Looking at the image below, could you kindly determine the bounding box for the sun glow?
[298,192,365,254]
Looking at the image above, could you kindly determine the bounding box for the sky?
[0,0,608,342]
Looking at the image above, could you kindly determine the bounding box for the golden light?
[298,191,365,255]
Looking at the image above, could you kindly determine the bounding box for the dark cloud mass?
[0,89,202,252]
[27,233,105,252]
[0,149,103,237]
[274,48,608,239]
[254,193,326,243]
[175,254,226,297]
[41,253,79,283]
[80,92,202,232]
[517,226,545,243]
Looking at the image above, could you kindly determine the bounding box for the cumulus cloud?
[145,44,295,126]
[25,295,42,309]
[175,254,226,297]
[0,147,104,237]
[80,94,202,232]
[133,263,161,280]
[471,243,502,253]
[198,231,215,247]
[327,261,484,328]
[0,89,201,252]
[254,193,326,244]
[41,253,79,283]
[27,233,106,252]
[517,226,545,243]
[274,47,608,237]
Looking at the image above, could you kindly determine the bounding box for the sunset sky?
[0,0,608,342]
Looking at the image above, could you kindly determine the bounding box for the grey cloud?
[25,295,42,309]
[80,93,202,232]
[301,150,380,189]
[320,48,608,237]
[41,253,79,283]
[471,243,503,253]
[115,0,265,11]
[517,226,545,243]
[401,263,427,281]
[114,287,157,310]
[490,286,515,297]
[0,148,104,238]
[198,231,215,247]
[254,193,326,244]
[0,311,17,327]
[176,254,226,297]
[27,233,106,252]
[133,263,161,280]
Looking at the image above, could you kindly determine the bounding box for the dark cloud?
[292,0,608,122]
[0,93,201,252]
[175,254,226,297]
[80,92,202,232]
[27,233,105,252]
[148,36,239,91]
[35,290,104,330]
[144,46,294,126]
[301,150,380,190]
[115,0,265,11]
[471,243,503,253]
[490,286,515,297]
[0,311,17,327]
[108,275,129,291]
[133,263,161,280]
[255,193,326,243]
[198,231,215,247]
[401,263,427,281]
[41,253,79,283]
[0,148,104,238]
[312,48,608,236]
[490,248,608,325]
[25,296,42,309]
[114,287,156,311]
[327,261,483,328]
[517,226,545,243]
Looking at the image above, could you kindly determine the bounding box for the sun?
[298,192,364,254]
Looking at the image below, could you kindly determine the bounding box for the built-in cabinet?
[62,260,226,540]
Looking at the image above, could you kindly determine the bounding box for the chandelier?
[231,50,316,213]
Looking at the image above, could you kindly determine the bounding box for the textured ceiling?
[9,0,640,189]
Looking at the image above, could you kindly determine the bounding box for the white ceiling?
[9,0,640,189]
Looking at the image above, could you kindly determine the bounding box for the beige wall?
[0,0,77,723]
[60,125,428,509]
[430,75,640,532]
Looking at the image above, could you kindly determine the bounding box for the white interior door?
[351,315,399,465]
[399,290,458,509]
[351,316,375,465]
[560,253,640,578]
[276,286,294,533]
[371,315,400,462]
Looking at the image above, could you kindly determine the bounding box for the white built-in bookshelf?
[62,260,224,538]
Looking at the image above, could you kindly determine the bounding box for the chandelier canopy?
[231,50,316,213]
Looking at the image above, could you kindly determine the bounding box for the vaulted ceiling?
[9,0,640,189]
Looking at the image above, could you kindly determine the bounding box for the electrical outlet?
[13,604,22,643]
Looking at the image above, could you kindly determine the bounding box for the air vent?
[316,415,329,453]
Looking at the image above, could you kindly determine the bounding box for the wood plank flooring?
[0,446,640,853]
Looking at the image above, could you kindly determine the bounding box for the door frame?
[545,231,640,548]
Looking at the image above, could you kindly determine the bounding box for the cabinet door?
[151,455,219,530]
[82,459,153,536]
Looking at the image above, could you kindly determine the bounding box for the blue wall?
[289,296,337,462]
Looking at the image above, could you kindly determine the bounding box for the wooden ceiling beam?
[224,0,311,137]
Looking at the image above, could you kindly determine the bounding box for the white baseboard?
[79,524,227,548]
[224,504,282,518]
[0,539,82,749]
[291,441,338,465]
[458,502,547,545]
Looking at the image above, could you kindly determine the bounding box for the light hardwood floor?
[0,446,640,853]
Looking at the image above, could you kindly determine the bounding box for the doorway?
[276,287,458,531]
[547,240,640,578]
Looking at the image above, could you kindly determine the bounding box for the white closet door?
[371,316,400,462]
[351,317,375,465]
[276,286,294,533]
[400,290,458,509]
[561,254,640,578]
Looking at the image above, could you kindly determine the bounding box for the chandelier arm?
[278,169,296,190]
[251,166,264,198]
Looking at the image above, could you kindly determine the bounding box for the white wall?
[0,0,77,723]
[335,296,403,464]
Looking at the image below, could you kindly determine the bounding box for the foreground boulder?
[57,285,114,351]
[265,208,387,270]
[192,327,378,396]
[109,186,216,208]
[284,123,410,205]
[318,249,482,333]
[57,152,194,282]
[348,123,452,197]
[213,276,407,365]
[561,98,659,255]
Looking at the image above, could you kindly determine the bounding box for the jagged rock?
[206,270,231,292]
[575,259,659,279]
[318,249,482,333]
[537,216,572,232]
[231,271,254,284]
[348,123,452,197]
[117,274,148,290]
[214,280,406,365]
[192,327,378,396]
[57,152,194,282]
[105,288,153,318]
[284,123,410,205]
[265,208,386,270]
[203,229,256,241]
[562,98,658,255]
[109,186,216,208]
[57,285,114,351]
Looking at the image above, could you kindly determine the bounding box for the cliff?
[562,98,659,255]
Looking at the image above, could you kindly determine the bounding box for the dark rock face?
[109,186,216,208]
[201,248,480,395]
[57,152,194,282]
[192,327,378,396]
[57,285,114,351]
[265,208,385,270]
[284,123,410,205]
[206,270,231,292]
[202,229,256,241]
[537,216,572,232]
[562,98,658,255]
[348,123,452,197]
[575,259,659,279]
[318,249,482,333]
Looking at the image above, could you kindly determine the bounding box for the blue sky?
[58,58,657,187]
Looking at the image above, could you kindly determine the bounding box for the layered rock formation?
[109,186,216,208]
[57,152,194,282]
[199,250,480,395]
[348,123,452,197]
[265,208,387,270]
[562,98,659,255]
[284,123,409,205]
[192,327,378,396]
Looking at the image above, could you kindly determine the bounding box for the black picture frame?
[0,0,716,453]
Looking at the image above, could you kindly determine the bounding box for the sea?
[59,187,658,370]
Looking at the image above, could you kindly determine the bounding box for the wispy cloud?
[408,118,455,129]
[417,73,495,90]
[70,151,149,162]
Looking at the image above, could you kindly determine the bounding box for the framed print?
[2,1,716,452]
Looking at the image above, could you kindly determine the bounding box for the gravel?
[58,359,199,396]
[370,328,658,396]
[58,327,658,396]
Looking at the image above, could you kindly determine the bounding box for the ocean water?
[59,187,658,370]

• Written exercise:
Rewrite the part that opens with the line containing "for the cliff?" and closes with the line containing "[0,0,716,453]", substituting "please" for every occurrence of "kindly" and leaving everything else in those items untouched.

• Result below:
Looking at the image above, could you please determine the bounding box for the cliff?
[562,98,659,255]
Looking at the image above, could you please determine the bounding box for the dark rock face?
[109,186,216,208]
[201,248,480,395]
[57,152,194,282]
[192,327,378,396]
[57,285,114,351]
[265,208,385,270]
[284,123,410,205]
[206,270,231,292]
[202,229,256,241]
[537,216,572,232]
[562,98,658,255]
[348,123,452,197]
[575,259,659,279]
[318,249,482,333]
Looking at the image above, could you please determine the bounding box for the blue sky?
[58,58,657,187]
Looking at the image above, could you please determine the bounding box for the layered rock formation?
[109,186,216,208]
[57,152,194,282]
[199,250,480,395]
[348,123,452,197]
[265,208,387,270]
[562,98,659,255]
[284,123,409,205]
[192,327,378,396]
Looking at the image above, could you please determine the bounding box for the black picture frame?
[0,0,716,453]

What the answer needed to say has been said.